Assignment. This exercise requires every record to be repeated exactly.

Input records.
****************

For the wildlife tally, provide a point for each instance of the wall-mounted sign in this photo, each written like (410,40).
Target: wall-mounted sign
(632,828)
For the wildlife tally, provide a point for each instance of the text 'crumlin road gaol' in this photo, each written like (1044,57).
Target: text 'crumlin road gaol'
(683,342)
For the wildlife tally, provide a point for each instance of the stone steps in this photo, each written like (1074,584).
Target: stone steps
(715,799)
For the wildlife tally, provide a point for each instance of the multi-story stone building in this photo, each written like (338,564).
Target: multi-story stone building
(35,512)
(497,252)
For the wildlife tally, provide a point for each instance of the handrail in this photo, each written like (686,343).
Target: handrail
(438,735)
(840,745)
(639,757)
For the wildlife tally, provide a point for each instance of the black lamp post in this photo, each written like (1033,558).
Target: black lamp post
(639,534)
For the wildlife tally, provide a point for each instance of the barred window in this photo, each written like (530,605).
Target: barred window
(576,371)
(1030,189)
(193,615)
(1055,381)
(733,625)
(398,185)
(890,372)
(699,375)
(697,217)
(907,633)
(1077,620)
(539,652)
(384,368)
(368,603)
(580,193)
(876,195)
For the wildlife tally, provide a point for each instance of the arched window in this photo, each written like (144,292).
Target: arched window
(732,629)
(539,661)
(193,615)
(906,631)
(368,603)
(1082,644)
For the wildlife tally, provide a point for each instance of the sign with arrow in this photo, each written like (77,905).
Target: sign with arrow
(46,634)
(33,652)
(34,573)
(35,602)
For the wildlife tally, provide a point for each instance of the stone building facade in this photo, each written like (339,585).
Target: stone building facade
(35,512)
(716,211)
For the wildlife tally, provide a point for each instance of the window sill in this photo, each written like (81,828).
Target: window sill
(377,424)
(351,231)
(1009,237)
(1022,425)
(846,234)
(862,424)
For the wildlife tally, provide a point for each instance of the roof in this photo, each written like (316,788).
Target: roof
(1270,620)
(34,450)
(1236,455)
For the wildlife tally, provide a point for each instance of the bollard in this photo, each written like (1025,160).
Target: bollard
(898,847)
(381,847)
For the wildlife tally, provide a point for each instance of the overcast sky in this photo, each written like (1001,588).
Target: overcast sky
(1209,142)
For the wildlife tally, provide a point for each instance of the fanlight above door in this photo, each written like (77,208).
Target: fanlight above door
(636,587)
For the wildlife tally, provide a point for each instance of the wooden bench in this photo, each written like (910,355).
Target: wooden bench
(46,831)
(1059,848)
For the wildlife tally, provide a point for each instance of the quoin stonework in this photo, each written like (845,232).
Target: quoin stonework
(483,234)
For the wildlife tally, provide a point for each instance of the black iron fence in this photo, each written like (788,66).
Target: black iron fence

****************

Result below.
For the wildlife tally, provide a point for each instance of the wall-mounted sign in this photo, each written like (410,40).
Target: wall-mounted sign
(632,828)
For the wildlife tally, provide a point for each instance of the text 'crumlin road gaol' in this photo, each written like (1044,57).
Target: text 'crumlin road gaol'
(683,342)
For the wildlife tally, provide a point for each instance of the stone steps in this photo, each written like (1074,584).
Target: stone steps
(715,799)
For the wildlife tally, provide a point for each instance of the multi-story stone building in this photo, each written like (338,564).
Target: multi-story stone building
(35,512)
(497,252)
For the wildlife tally, provide a point for each instance of the handrail in this photo, each written like (686,343).
Target: handrail
(438,735)
(840,745)
(639,757)
For the wildlife tally, provide a point for each instance of the black lamp post in this photo, each written like (1033,558).
Target: black lamp post
(639,534)
For the wildlife tally, provide a point for each instance of the barred window in this photo, each written like (530,605).
Target: barred window
(576,371)
(1030,189)
(193,615)
(1055,381)
(733,625)
(398,185)
(890,372)
(699,375)
(697,217)
(907,633)
(1077,620)
(539,652)
(384,368)
(368,603)
(580,193)
(876,195)
For the wildlife tally, provide a point for each instance of the arched window in this photo, each written like (144,292).
Target: arched window
(732,629)
(539,661)
(193,615)
(906,631)
(368,603)
(1082,644)
For the wildlife tally, provide a point for each instance of the sign with arrow in this photo, each written like (77,905).
Target: sign with arrow
(46,634)
(33,652)
(34,573)
(35,602)
For the wildlife tally, provide a point for each instance of the stone building facade in this photo, each written like (339,585).
Target: stone building facade
(35,512)
(716,211)
For the wildlife tally, provide a point for each instance of the window sill in this photo, each written like (81,828).
Target: window sill
(377,424)
(351,231)
(1009,237)
(1022,425)
(846,234)
(862,424)
For the wildlife tally, provide a point for each instance of the roof in this photo, each written like (316,788).
Target: roof
(1270,620)
(34,450)
(1236,455)
For the wildlife tally, provide a point for each instance of the bollard in this photo, each written like (1025,160).
Target: bollard
(898,847)
(381,847)
For the wildlife tally, provide a point for each instance of the overcast sky in this photo, each written like (1001,588).
Target: overcast sky
(1209,142)
For the wildlife tally, provide a point for each instance of the fanlight above door in this photo, each written like (77,208).
Target: fanlight above door
(636,587)
For the wildlife tally, provide a point for each instance of the wooden bench in this photo, each written like (910,355).
Target: wooden bench
(46,831)
(1059,848)
For the wildlife tally, provide a point for each instance of the quoin stonework in this photo, each written like (845,232).
Target: quoin stonework
(483,234)
For the wildlife tally, provide a point for each instance of the black iron fence in this photo, each written like (788,66).
Target: black iron fence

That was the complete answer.